§ **Aim of the task**: Retype the lines below without changes, starting at the line containing "One dot marks each instance of the dark tail" and ending with the line containing "[(128, 748), (87, 532), (13, 677)]", both of those lines included.

[Excerpts from point annotation data]
◇ ◇ ◇ ◇ ◇ ◇ ◇

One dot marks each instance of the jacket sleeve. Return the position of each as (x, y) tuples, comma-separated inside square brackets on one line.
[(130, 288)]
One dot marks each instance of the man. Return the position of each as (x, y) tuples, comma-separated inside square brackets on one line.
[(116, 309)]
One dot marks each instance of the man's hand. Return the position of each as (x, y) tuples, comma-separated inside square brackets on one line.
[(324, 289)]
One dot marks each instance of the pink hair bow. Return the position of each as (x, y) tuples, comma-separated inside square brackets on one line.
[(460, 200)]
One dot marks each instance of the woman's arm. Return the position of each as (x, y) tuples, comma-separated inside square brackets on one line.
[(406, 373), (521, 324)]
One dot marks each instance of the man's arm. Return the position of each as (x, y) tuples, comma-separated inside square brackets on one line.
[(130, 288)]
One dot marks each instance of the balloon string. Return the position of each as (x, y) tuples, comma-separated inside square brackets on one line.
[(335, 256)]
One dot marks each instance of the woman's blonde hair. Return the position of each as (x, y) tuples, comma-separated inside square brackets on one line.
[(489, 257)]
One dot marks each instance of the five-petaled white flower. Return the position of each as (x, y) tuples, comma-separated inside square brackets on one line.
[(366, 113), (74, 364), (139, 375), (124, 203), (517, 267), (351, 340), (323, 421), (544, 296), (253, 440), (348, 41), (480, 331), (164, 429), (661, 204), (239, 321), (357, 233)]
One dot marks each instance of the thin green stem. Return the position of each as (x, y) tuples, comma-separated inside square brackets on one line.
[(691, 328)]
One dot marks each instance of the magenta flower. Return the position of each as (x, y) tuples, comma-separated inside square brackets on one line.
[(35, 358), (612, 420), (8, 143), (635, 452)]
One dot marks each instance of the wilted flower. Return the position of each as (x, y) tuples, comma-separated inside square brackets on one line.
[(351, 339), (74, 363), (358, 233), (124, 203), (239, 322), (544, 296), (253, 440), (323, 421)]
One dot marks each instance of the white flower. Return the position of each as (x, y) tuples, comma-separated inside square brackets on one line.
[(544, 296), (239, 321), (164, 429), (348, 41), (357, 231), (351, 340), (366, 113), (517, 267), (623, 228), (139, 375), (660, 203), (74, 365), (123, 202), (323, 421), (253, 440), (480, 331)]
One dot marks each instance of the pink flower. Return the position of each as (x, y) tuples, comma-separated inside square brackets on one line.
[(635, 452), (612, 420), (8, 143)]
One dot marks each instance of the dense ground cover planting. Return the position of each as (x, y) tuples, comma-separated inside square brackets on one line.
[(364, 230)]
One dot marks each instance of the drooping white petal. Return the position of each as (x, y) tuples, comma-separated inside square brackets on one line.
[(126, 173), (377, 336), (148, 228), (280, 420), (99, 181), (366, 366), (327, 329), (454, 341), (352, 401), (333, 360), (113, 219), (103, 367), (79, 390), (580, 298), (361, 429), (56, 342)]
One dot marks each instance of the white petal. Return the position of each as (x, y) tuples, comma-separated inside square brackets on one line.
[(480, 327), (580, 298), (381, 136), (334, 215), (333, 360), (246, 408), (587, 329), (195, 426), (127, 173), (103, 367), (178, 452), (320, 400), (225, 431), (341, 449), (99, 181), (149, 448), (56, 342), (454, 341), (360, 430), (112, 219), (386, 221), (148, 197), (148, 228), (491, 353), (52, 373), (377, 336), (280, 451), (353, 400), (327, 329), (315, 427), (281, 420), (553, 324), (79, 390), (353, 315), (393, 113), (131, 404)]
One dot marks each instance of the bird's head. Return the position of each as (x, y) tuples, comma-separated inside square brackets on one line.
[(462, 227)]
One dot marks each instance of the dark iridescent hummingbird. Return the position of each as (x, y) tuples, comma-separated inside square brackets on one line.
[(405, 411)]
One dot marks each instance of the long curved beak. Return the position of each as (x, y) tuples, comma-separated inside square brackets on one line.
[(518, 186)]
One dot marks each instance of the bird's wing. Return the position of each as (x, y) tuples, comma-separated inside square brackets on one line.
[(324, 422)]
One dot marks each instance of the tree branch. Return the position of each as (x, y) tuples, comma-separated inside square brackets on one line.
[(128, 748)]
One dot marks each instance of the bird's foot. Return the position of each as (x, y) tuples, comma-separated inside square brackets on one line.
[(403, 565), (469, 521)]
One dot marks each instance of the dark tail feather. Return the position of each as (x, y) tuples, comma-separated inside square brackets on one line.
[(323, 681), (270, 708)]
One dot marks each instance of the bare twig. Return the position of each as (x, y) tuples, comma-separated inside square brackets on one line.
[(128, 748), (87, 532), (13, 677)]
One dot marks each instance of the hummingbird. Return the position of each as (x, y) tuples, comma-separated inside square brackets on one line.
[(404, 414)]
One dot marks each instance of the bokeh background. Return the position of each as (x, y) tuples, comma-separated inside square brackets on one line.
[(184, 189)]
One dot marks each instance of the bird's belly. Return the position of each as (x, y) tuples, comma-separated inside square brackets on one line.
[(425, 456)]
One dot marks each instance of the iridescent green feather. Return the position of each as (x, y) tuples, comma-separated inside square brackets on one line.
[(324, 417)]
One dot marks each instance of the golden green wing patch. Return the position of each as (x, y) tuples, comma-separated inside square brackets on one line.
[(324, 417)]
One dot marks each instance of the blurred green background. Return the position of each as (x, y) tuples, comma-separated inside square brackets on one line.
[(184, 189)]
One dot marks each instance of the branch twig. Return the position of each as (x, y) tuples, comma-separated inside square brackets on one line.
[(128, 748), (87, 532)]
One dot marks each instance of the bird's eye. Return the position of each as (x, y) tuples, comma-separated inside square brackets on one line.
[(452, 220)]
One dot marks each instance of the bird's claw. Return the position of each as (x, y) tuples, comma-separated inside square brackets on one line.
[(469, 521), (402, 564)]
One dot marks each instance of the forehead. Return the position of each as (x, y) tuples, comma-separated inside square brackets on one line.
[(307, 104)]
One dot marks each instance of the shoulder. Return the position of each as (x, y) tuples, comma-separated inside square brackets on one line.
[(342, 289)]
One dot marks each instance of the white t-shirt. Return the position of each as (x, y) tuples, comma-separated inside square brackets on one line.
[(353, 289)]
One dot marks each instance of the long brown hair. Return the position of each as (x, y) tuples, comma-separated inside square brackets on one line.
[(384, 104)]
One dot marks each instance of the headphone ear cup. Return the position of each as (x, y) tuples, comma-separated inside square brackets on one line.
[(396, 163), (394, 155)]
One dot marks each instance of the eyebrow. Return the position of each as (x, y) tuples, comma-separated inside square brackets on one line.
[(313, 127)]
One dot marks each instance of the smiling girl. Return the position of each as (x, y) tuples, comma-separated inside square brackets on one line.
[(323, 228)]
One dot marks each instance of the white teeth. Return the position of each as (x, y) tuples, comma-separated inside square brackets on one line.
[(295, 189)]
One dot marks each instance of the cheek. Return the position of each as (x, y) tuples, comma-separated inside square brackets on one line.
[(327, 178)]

◇ ◇ ◇ ◇ ◇ ◇ ◇

§ **Solution below**:
One dot marks each instance of the dark tail feather. Return the position of each as (x, y) tuples, comma-separated inside square brackets on one line.
[(323, 681), (270, 708)]
One dot marks each instance of the bare twig. Return the position of each as (x, y) tuples, comma-separated inside square brackets on one line.
[(128, 748), (87, 532), (13, 677)]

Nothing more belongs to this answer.